- [Written tasks]:
A – Translate this sentence from the recommendation paper abstracts below into Spanish: "Sequential recommendation is a task to capture hidden user preferences from historical user item interaction data."
B – Write a continuation of the recommendation paper abstracts below, picking up after their final sentence.

5.  MIMNet: Multi-Interest Meta Network with Multi-Granularity Target-Guided Attention for Cross-domain Recommendation

Xiaofei Zhu, Yabo Yin, Li Wang

https://arxiv.org/abs/2408.00038

Cross-domain recommendation (CDR) plays a critical role in alleviating the sparsity and cold-start problem and substantially boosting the performance of recommender systems. Existing CDR methods prefer to either learn a common preference bridge shared by all users or a personalized preference bridge tailored for each user to transfer user preference from the source domain to the target domain. Although these methods significantly improve the recommendation performance, there are still some limitations. First, these methods usually assume a user only has a unique interest, while ignoring the fact that a user may interact with items with different interest preferences. Second, they learn transformed preference representation mainly relies on the source domain signals, while neglecting the rich information available in the target domain.

To handle these issues, in this paper, we propose a novel method named Multi-interest Meta Network with Multi-granularity Target-guided Attention (MIMNet) for cross-domain recommendation. To be specific, we employ the capsule network to learn user multiple interests in the source domain, which will be fed into a meta network to generate multiple interest-level preference bridges. Then, we transfer user representations from the source domain to the target domain based on these multi-interest bridges. In addition, we introduce both fine-grained and coarse-grained target signals to aggregate user transformed interest-level representations by incorporating a novel multi-granularity target-guided attention network. We conduct extensive experimental results on three real-world CDR tasks, and the results show that our proposed approach MIMNet consistently outperforms all baseline methods. The source code of MIMNet is released at https://github.com/marqu22/MIMNet

6.  GenRec: Generative Personalized Sequential Recommendation

Panfeng Cao, Pietro Lio

https://arxiv.org/abs/2407.21191

Sequential recommendation is a task to capture hidden user preferences from historical user item interaction data. Significant progress has been made in this domain by leveraging classification based learning methods. Inspired by the recent paradigm of 'pretrain, prompt and predict' in NLP, we consider sequential recommendation as a sequence to sequence generation task and propose a novel model named Generative Recommendation (GenRec). Unlike classification based models that learn explicit user and item representations, GenRec utilizes the sequence modeling capability of Transformer and adopts the masked item prediction objective to effectively learn the hidden bidirectional sequential patterns. Different from existing generative sequential recommendation models, GenRec does not rely on manually designed hard prompts. The input to GenRec is textual user item sequence and the output is top ranked next items. Moreover, GenRec is lightweight and requires only a few hours to train effectively in low-resource settings, making it highly applicable to real-world scenarios and helping to democratize large language models in the sequential recommendation domain. Our extensive experiments have demonstrated that GenRec generalizes on various public real-world datasets and achieves state-of-the-art results. Our experiments also validate the effectiveness of the the proposed masked item prediction objective that improves the model performance by a large margin.

(Object detection data)
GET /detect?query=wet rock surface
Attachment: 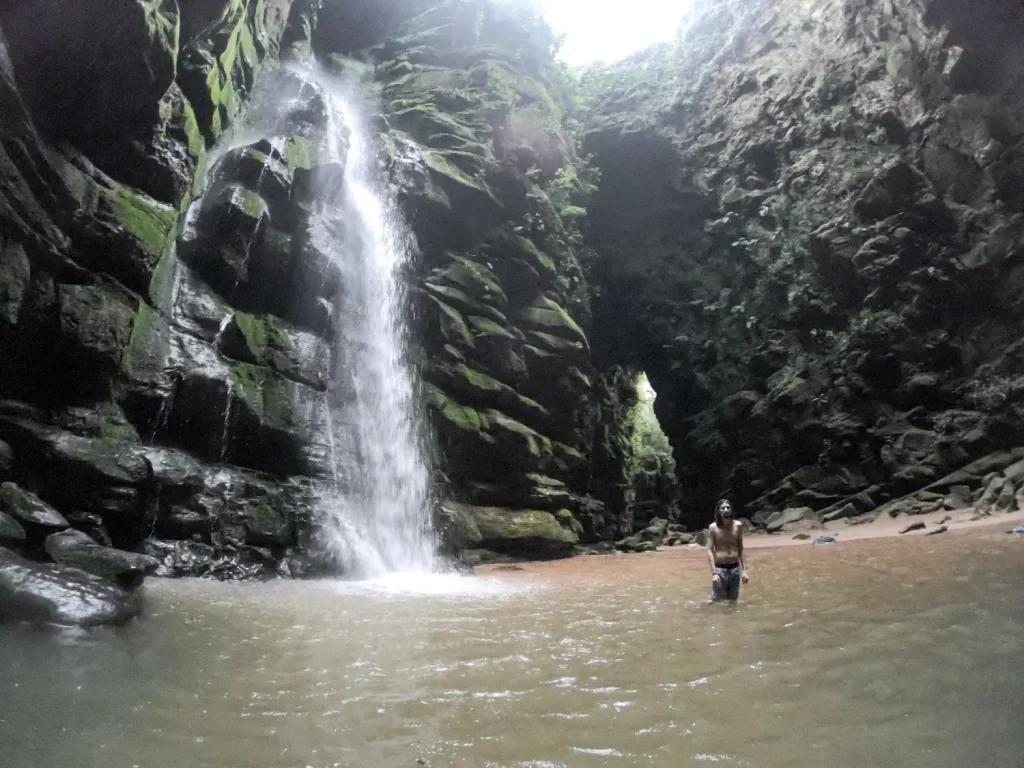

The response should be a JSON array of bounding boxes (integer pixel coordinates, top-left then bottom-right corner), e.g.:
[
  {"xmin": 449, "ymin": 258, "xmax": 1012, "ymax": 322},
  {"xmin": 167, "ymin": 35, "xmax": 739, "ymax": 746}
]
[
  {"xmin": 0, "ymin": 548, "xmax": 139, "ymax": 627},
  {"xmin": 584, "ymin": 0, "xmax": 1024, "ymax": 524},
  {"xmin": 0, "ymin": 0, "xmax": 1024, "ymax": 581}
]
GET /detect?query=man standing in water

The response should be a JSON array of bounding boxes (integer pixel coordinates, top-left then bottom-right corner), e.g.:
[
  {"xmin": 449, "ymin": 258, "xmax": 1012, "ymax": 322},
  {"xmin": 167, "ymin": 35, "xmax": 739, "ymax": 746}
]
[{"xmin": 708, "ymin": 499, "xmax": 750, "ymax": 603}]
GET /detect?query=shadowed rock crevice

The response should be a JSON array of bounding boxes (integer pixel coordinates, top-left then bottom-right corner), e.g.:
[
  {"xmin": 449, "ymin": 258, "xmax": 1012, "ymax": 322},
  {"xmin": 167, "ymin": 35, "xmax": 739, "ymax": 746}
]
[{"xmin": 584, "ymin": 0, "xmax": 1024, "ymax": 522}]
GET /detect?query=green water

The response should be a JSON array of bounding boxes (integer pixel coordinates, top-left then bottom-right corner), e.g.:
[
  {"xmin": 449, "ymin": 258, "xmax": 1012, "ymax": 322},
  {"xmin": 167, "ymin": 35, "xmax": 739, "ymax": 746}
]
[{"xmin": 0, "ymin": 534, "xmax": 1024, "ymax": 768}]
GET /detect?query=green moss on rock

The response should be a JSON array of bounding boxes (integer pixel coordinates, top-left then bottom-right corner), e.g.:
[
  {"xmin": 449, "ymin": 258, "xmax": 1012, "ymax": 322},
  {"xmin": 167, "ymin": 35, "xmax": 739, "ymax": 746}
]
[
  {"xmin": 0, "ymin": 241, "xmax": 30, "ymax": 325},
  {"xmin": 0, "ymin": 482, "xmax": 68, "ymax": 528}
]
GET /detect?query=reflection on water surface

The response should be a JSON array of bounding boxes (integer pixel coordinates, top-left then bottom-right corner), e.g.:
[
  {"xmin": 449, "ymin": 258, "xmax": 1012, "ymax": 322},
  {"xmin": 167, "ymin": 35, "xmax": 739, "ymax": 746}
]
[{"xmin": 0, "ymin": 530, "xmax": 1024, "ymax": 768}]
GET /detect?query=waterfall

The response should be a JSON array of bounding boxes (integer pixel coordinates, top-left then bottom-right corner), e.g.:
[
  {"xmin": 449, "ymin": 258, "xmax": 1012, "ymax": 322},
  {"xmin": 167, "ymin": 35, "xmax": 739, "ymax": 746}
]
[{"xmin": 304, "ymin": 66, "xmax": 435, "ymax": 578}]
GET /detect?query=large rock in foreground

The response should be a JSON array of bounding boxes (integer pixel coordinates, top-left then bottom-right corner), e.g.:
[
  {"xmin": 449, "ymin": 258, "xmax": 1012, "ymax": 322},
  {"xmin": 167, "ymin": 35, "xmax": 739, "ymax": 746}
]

- [Outputs by task]:
A – La recomendación secuencial es una tarea que consiste en captar las preferencias ocultas de los usuarios a partir de datos históricos de interacción entre usuarios e ítems.

B –
7.  RevGNN: Negative Sampling Enhanced Contrastive Graph Learning for Academic Reviewer Recommendation

Weibin Liao, Yifan Zhu, Yanyan Li, Qi Zhang, Zhonghong Ou, Xuesong Li

https://arxiv.org/abs/2407.20684

Acquiring reviewers for academic submissions is a challenging recommendation scenario. Recent graph learning-driven models have made remarkable progress in the field of recommendation, but their performance in the academic reviewer recommendation task may suffer from a significant false negative issue. This arises from the assumption that unobserved edges represent negative samples. In fact, the mechanism of anonymous review results in inadequate exposure of interactions between reviewers and submissions, leading to a higher number of unobserved interactions compared to those caused by reviewers declining to participate. Therefore, investigating how to better comprehend the negative labeling of unobserved interactions in academic reviewer recommendations is a significant challenge. This study aims to tackle the ambiguous nature of unobserved interactions in academic reviewer recommendations. Specifically, we propose an unsupervised Pseudo Neg-Label strategy to enhance graph contrastive learning (GCL) for recommending reviewers for academic submissions, which we call RevGNN. RevGNN utilizes a two-stage encoder structure that encodes both scientific knowledge and behavior using Pseudo Neg-Label to approximate review preference. Extensive experiments on three real-world datasets demonstrate that RevGNN outperforms all baselines across four metrics. Additionally, detailed further analyses confirm the effectiveness of each component in RevGNN.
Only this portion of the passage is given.